• _SOURCE MATERIAL_
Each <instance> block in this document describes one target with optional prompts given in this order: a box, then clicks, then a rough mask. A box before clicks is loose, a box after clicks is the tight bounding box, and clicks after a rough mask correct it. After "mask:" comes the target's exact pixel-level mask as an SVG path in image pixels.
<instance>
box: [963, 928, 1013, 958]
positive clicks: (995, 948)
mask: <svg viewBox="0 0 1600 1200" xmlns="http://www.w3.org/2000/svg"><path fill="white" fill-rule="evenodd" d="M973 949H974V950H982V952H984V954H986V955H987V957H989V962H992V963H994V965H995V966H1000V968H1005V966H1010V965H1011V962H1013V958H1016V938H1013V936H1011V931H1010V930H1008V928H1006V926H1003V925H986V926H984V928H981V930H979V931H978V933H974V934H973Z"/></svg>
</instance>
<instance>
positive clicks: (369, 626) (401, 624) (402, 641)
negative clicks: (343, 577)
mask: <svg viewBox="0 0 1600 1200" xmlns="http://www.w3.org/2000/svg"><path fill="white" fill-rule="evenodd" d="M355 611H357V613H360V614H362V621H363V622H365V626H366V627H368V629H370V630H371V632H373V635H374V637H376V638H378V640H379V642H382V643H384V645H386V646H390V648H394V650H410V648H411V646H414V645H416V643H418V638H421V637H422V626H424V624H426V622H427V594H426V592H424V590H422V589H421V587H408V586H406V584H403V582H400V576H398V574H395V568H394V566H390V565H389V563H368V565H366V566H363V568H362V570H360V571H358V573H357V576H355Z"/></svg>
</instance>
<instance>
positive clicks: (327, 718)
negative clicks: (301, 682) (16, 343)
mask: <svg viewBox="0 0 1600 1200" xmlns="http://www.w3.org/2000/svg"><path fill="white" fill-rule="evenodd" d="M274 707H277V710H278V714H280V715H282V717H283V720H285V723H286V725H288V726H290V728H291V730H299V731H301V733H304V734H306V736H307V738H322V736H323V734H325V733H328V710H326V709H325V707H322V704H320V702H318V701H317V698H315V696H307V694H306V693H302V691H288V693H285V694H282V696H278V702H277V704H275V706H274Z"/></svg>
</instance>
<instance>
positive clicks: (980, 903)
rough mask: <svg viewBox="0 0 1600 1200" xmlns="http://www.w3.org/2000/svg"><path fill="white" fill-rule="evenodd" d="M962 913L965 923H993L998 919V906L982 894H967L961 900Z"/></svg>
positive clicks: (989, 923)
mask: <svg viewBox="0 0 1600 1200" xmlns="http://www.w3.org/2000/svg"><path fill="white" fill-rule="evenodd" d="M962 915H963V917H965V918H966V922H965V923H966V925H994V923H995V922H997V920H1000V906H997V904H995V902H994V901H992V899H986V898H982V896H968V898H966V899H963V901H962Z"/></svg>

• _AIM OF THE TASK_
Extract all of the data shown above without alteration.

• _SOLUTION TO THIS TASK_
Each <instance> block in this document describes one target with optional prompts given in this order: a box, then clicks, then a rough mask. A box before clicks is loose, a box after clicks is the tight bounding box, and clicks after a rough mask correct it. After "mask:" comes the target's exact pixel-level mask as an SVG path in image pixels.
<instance>
box: [963, 928, 1013, 958]
positive clicks: (995, 948)
mask: <svg viewBox="0 0 1600 1200" xmlns="http://www.w3.org/2000/svg"><path fill="white" fill-rule="evenodd" d="M973 949H974V950H982V952H984V954H986V955H987V957H989V962H992V963H994V965H995V966H1000V968H1005V966H1010V965H1011V962H1013V958H1016V938H1013V936H1011V931H1010V930H1008V928H1006V926H1003V925H986V926H984V928H981V930H979V931H978V933H974V934H973Z"/></svg>
</instance>
<instance>
positive clicks: (369, 626) (401, 624) (402, 641)
negative clicks: (343, 577)
mask: <svg viewBox="0 0 1600 1200" xmlns="http://www.w3.org/2000/svg"><path fill="white" fill-rule="evenodd" d="M355 611H357V613H360V614H362V621H363V622H365V626H366V627H368V629H370V630H371V632H373V635H374V637H376V638H378V640H379V642H382V643H384V645H386V646H390V648H394V650H410V648H411V646H414V645H416V643H418V638H421V637H422V626H424V624H426V622H427V594H426V592H424V590H422V589H421V587H408V586H406V584H403V582H400V576H398V574H395V568H394V566H390V565H389V563H368V565H366V566H363V568H362V570H360V571H358V573H357V576H355Z"/></svg>
</instance>
<instance>
positive clicks: (327, 718)
negative clicks: (301, 682) (16, 343)
mask: <svg viewBox="0 0 1600 1200" xmlns="http://www.w3.org/2000/svg"><path fill="white" fill-rule="evenodd" d="M274 707H277V710H278V714H280V715H282V717H283V720H285V723H286V725H288V726H290V728H291V730H299V731H301V733H304V734H306V736H307V738H322V736H323V734H325V733H328V710H326V709H325V707H322V704H320V702H318V701H317V698H315V696H307V694H306V693H302V691H288V693H285V694H282V696H278V702H277V704H275V706H274Z"/></svg>
</instance>
<instance>
positive clicks: (980, 903)
rough mask: <svg viewBox="0 0 1600 1200" xmlns="http://www.w3.org/2000/svg"><path fill="white" fill-rule="evenodd" d="M962 913L965 923H993L998 919V906L982 894H967L961 900Z"/></svg>
positive clicks: (989, 923)
mask: <svg viewBox="0 0 1600 1200" xmlns="http://www.w3.org/2000/svg"><path fill="white" fill-rule="evenodd" d="M962 915H963V917H965V918H966V922H965V923H966V925H994V923H995V922H997V920H1000V906H997V904H995V902H994V901H992V899H986V898H982V896H968V898H966V899H963V901H962Z"/></svg>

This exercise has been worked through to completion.